▶ [Action item]: With the records in front of you, set every one of them down exactly.

(Raw data begins)

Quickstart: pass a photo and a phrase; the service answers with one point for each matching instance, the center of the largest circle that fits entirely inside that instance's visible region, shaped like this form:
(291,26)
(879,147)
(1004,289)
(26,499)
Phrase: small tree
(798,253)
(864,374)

(Raw data ends)

▶ [Response below]:
Quickstart: pass a photo and a phrase; the service answers with one point for each matching instance, the center of the largest circle that fits entirely inside that instance's visible region, shaped like this form:
(291,26)
(879,147)
(1004,289)
(26,499)
Phrase: small tree
(798,253)
(864,374)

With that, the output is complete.